#### About this task:
Of all the lines in the material, count those containing the string "Query" and write only the resulting number.
= Beginning of Section =
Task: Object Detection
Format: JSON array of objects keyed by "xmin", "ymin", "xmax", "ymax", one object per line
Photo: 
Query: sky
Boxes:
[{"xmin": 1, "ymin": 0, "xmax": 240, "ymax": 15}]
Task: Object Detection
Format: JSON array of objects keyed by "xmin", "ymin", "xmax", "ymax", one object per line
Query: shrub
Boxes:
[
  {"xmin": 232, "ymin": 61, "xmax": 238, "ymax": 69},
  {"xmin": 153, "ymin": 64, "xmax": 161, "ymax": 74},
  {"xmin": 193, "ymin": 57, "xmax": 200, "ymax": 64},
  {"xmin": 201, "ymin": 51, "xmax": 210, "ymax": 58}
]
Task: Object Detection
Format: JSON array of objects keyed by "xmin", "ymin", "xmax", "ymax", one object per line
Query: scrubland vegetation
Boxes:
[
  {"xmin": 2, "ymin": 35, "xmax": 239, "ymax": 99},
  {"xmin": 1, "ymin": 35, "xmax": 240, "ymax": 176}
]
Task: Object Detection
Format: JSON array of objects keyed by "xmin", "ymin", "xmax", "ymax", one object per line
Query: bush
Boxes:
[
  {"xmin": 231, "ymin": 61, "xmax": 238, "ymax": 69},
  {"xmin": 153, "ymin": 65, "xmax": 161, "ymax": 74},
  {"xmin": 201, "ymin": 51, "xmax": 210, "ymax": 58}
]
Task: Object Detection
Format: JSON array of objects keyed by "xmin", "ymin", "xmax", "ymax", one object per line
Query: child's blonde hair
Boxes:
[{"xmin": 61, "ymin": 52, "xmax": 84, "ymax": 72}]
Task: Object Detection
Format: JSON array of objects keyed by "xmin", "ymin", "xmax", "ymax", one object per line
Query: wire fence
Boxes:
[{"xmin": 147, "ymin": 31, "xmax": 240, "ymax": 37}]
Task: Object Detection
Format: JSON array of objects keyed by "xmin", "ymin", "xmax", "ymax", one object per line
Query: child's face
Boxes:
= End of Section =
#### Your response:
7